Stated exercise a →
According to the biography of William Macbride Childs, whom did he succeed as principal of the college in 1903?

Excerpted passage →
# # # #

William Macbride Childs (1869–1939) was an English academic administrator and historian, who was involved in the foundation of the University of Reading and who served briefly as its first vice-chancellor.

==Biography==
Childs was born, on 3 January 1869, in the village of Carrington, situated some 8 mi north of Boston in Lincolnshire. He was the son of the Revd William Linington Childs, vicar of Carrington, and his second wife, Henrietta Fowles Bell. He had no brothers or sisters, but had a half-brother and two half-sisters by his father's first marriage. He attended Portsmouth Grammar School and graduated from Keble College of the University of Oxford in 1891.

In 1892 Childs served briefly as a secretary to Sir Arthur Dyke Acland, who at the time was Vice-President of the Committee on Education, the cabinet post that then supervised education in the United Kingdom. In 1893 he became a lecturer in history at the University College in Reading, being promoted to vice-principal in 1900.

In 1897, Childs married Catherine Emma Pollard, alumna of Somerville College, Oxford. She became the first female lecturer at the University of Reading.

In 1903 Childs succeeded Halford Mackinder as principal of the college. He made it his aim to turn the college into a University, working to this end by attracting students from a distance with hostels and, eventually, halls of residence. He also raised funds from prominent local residents, including George William Palmer and Alfred Palmer, both proprietors of Huntley & Palmers, and Harriet Loyd-Lindsay, wife of Robert, 1st Baron Wantage. His first application for a charter, in 1920, was turned down, but a second application, in 1925, succeeded. In 1926, when the University of Reading officially received that charter, Childs became the first vice-chancellor, being born aloft by his students and carried around the grounds.

Childs retired at the age of 60, in 1929. He died on 21 June 1939 at his home at Hermitage in Berkshire. Childs Hall, a hall of residence on the University of Reading's Whiteknights Park campus, is named in honour of William Macbride Childs.

# # # #

Stored data:
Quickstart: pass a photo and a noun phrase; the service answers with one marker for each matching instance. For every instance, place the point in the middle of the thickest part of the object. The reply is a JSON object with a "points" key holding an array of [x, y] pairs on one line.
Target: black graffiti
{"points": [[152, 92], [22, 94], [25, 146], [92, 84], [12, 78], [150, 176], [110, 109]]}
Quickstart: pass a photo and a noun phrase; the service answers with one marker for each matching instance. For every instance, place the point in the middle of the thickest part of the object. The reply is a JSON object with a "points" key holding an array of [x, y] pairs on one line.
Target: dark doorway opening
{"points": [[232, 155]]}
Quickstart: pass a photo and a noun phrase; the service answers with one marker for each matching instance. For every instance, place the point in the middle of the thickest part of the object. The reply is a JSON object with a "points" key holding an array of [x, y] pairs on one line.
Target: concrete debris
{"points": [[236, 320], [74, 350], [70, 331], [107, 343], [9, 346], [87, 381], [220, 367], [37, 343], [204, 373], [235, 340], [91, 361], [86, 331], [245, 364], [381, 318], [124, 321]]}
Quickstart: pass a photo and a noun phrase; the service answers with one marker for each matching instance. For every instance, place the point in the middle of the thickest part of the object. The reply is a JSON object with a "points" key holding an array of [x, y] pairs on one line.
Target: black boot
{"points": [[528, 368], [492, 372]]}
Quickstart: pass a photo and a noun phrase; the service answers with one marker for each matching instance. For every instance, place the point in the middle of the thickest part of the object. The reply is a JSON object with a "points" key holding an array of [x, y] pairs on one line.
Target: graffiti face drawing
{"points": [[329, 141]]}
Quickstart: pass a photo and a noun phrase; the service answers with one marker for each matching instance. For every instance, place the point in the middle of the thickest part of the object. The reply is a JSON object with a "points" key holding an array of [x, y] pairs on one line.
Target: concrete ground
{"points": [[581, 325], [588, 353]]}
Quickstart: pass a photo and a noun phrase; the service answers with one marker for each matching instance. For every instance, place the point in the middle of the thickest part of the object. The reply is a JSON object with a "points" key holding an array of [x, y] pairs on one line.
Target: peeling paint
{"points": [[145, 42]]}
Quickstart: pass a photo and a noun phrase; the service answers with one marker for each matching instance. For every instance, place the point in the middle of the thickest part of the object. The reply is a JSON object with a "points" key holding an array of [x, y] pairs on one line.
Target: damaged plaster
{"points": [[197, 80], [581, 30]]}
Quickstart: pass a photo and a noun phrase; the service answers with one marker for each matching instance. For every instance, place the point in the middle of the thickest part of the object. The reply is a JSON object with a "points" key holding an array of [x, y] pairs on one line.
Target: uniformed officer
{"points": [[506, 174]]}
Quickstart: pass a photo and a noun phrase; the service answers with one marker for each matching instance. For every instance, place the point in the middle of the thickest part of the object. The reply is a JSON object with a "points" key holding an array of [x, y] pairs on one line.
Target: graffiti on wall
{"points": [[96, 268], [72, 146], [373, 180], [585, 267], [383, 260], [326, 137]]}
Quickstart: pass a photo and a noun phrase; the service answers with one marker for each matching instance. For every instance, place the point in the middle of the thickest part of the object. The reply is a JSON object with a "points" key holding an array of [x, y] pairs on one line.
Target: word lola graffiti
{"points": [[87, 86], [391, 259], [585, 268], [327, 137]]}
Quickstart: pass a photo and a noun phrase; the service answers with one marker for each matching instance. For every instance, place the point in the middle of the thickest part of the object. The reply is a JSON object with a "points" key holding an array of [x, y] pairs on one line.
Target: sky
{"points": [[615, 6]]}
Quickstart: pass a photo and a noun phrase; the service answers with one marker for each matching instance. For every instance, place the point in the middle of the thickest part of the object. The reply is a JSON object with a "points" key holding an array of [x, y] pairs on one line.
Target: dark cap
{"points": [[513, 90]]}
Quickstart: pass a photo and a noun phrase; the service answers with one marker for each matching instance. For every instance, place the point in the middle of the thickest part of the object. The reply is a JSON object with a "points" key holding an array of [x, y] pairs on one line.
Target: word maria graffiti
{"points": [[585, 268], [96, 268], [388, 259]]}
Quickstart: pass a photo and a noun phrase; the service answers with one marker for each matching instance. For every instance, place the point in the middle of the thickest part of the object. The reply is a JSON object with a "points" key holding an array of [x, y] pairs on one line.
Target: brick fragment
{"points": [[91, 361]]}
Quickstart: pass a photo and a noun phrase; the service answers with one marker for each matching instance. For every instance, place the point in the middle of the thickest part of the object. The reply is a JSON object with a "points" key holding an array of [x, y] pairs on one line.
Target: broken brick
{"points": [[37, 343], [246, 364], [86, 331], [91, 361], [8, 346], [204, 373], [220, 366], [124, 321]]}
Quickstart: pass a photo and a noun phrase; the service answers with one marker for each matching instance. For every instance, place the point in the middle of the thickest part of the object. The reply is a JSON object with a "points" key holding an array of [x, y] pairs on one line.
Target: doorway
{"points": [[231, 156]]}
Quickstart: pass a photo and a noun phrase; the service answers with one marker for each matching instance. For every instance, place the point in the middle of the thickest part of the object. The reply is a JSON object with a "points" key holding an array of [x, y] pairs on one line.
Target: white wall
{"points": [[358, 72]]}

# # # #

Stated exercise b →
Reproduce everything from the start of the entries down to the line containing "Target: black graffiti", including that line.

Answer a →
Halford Mackinder

Answer b →
Quickstart: pass a photo and a noun phrase; the service answers with one marker for each matching instance. For every instance, place the point in the middle of the thickest part of the object. The reply is a JSON object with a "points" key holding an array of [x, y] pairs on one line.
Target: black graffiti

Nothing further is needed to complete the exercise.